### Directive
Reproduce word for word everything in the entries from the line containing "occurrence of embroidered" down to the final line of the entries, including both of those lines.

Source records:
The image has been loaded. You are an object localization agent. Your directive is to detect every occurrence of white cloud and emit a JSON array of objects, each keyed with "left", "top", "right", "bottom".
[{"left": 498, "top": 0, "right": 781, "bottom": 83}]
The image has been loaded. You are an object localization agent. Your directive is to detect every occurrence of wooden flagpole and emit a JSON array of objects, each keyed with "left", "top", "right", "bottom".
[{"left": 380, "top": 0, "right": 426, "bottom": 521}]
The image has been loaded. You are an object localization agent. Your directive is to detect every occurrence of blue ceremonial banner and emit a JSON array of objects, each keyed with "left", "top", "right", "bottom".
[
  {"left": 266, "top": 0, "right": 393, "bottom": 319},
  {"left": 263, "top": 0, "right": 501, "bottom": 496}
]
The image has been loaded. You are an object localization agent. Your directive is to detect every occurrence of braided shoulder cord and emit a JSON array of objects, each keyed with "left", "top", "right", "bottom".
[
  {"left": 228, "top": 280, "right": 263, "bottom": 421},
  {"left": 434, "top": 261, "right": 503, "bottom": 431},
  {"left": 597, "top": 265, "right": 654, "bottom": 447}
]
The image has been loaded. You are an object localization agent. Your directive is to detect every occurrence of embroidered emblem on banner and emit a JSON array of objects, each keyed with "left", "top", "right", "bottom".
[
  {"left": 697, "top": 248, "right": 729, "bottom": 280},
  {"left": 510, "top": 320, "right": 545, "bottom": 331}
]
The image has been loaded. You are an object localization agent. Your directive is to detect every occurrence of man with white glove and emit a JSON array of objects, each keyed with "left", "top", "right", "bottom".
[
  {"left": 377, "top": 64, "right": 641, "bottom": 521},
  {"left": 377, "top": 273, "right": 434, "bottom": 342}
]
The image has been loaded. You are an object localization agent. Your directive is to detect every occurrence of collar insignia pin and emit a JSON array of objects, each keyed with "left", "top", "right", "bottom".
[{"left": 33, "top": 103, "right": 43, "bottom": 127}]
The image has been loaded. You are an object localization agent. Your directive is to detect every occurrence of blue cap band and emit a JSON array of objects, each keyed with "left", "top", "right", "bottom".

### Result for this task
The image has been loaded. You are an object localization agent. Your directive is to detect every occurrence of embroidered emblem on banner and emit a JSON array of objects, each keyed with "left", "top", "right", "bottom".
[
  {"left": 697, "top": 248, "right": 729, "bottom": 280},
  {"left": 510, "top": 320, "right": 545, "bottom": 331}
]
The image has been loaded. You are an object localization agent. Your directive is to detect every occurrence of man with white glove and emit a JSON array of objects, each keyed with "left", "top", "right", "bottom".
[
  {"left": 377, "top": 64, "right": 641, "bottom": 521},
  {"left": 377, "top": 273, "right": 434, "bottom": 342}
]
The image has been loaded. You are an object localization agent. Your directive is to detect every occurrence of collar insignia pin and emit a JSON array of objects, each keyed with "left", "top", "right", "bottom".
[{"left": 33, "top": 103, "right": 43, "bottom": 127}]
The image has been loaded. You are an object localization agent. Your directive is to detect every occurrence of blue cap band and emit a JSON array of objects, each keyed with "left", "top", "right", "bottom".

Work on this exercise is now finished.